• _Text segment_
According to #ADOS, not all Black people in America should be entitled to reparations. Only Native Black Americans are due. 

“To people who ask, ‘Why differentiate between Blacks who were slaves and Blacks who came to this country as immigrants long after slavery ended?’ I respond that such a question indicates a lack of understanding of the history and economics of this nation,” Moore wrote.

It might be difficult to prove slave lineage without a full genealogical workup. DNA tests can prove an African connection, but not an American slave lineage.

Scholar Alondra Nelson wrote about DNA in her book, “The Social Life of DNA: Race, Reparations and Reconciliation After the Genome.” DNA, she said, is being “leveraged to raise awareness of Blacks’ experiences and, in so doing, contribute to today’s racial politics, which are too often marked by historical amnesia.”

Nelson chronicled the story of Deadria Farmer-Paellmann, a reparations activist who organized a class-action suit by descendants of slaves in 2002. Although reparations had been granted to Japanese Americans interned during World War II, a judge denied the suit. The judge argued that the plaintiffs did not demonstrate a precise connection to former slaves, and thus could not sue for injury as their descendants.

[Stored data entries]
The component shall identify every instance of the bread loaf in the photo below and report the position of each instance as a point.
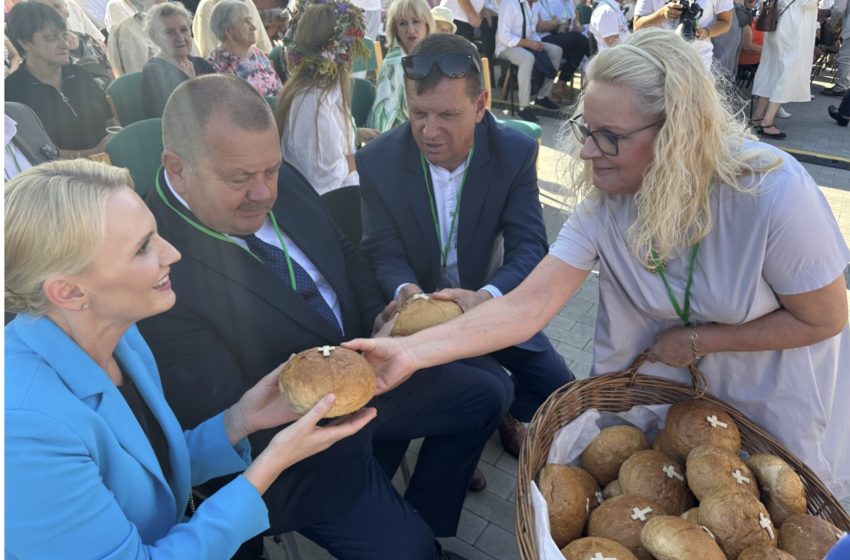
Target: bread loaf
(674, 538)
(807, 537)
(698, 422)
(310, 375)
(710, 468)
(421, 312)
(737, 519)
(592, 548)
(656, 477)
(764, 552)
(570, 494)
(621, 519)
(783, 490)
(608, 450)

• _What the exercise asks_
Continue the text on reparations and proof of slave lineage, starting after its final sentence.

• _Final answer_
“The plaintiffs then turned to DNA to try to persuade the court that they could, in fact, trace back their ancestry to slaves,” The Guardian reported.

Despite how difficult it may be to prove slave lineage, Moore and #ADOS insist on it for the disbursement of reparations. One reason, Moore said, is because of the wealth gap between Native Black Americans and immigrant Blacks. 

“The significance of this is revealed in the recent ‘Color of Wealth’ reports issued by the Federal Reserve. They show that in cities across America, there are massive gaps in wealth holdings between #ADOS and Black immigrants. In Los Angeles, for example, native Black households have liquid assets with a median value of only $200, compared with $60,000 for African immigrants,” Moore wrote.

He concluded, “All of this injustice was birthed from a slice of American history that everyone wants to ignore.”